- _Objective_
Which lines of the data below contain the string "query"? Pick out each of them and copy it.

- _The input_
------

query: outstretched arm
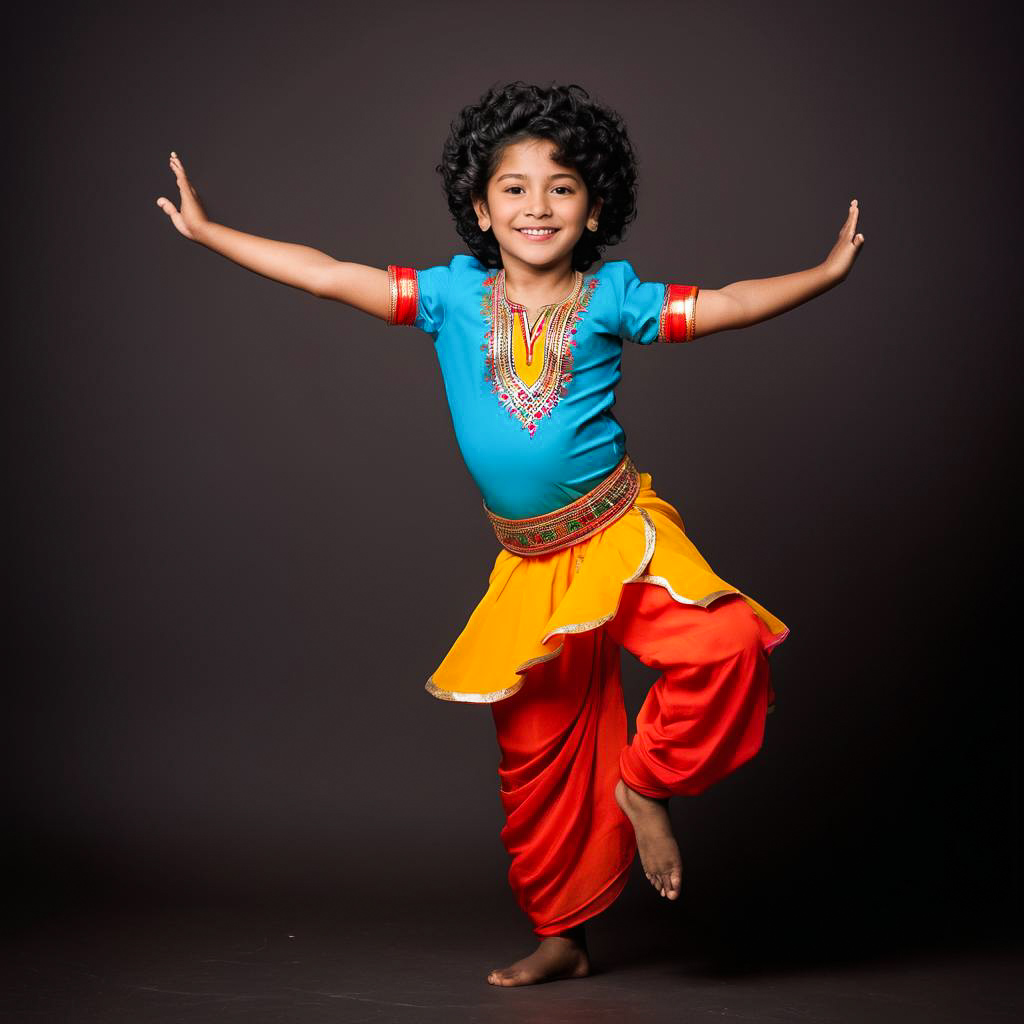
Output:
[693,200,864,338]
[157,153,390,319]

------

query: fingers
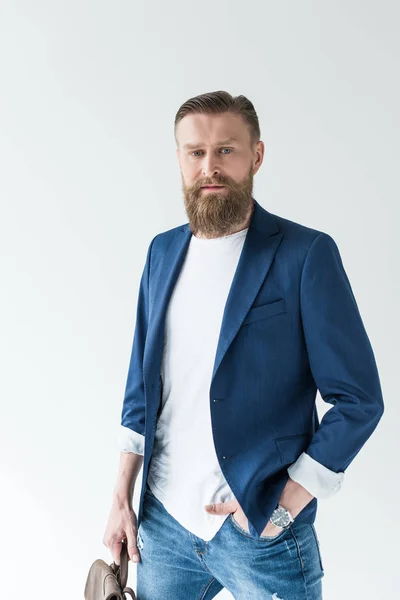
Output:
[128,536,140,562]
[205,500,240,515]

------

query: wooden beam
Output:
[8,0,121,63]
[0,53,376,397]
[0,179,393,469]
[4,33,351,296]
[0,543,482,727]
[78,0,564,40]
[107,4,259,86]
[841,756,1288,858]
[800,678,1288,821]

------

- _Result below_
query: outstretched arm
query: fingers
query: wooden beam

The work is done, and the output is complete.